Task requirements
Gather and copy each line in the material below that contains the string "coords". Case counts.
═════ Dataset records
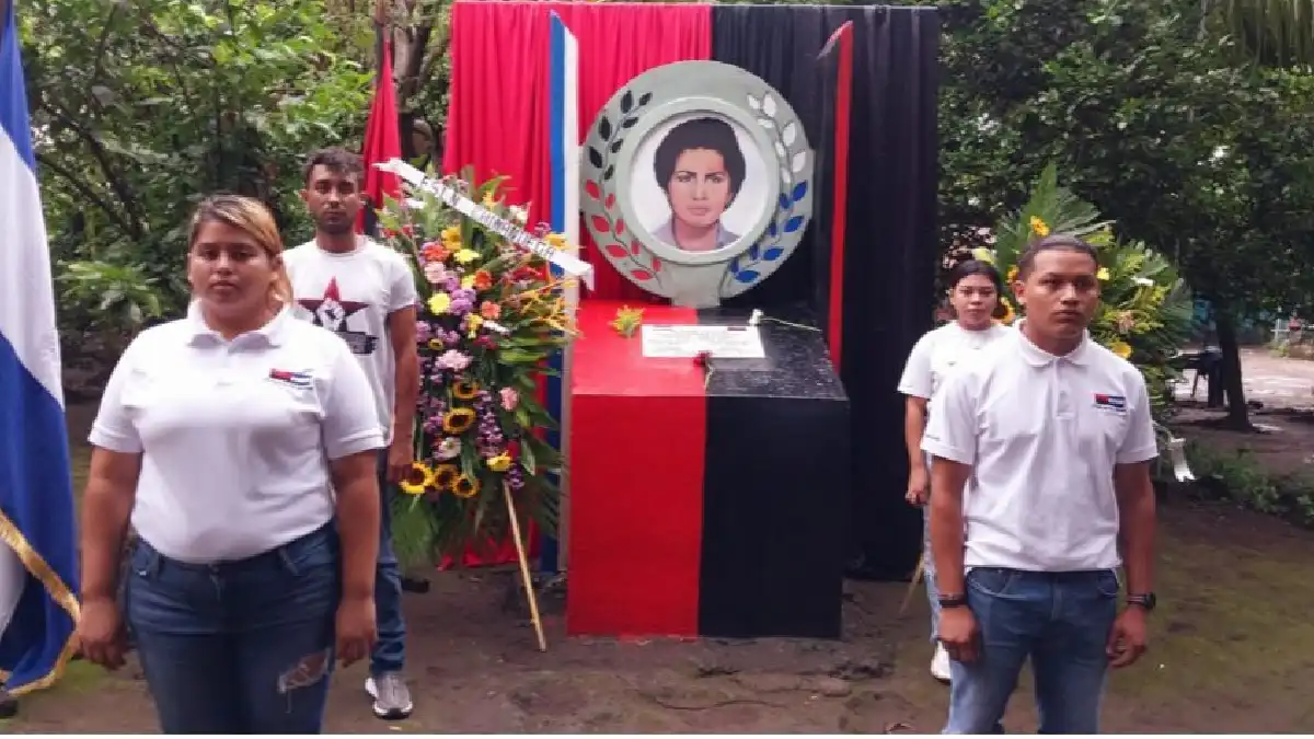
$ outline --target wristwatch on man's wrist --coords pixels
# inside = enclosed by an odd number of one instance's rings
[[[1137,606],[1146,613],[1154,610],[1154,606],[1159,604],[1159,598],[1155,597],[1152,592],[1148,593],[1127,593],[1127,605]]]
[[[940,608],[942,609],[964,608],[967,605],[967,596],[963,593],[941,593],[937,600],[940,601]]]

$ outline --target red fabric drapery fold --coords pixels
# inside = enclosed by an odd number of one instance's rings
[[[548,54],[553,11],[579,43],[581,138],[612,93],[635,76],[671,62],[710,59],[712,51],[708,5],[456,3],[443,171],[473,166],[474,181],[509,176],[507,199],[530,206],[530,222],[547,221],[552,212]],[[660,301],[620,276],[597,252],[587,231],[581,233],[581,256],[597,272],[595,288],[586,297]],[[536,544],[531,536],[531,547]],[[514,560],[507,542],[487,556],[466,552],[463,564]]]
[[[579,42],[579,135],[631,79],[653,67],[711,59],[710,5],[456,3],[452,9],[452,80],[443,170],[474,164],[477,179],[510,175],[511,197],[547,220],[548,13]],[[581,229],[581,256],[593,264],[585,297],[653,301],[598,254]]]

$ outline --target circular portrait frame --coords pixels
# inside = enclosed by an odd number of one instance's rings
══════════
═════ Dataset records
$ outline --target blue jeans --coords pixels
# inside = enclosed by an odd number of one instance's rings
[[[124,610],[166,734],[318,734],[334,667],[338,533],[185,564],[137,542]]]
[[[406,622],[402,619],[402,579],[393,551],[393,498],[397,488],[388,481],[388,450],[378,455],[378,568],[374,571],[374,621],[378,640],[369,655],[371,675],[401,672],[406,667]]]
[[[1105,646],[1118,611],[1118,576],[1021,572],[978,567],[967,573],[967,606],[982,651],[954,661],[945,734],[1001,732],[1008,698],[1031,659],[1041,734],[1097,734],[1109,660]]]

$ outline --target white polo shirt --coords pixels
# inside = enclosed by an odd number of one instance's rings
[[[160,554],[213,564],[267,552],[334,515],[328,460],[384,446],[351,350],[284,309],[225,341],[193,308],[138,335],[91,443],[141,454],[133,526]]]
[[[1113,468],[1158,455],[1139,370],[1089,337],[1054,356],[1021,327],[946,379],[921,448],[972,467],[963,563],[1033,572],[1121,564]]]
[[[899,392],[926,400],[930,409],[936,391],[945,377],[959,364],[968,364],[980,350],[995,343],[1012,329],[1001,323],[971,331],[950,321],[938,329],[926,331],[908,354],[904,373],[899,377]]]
══════════
Task solution
$ outline --target wristwatch on man's wrist --coords pixels
$ outline --target red fabric drapery fold --coords pixels
$ outline --target circular portrait frame --coords pixels
$ outline --target blue jeans --coords pixels
$ outline --target white polo shirt --coords pixels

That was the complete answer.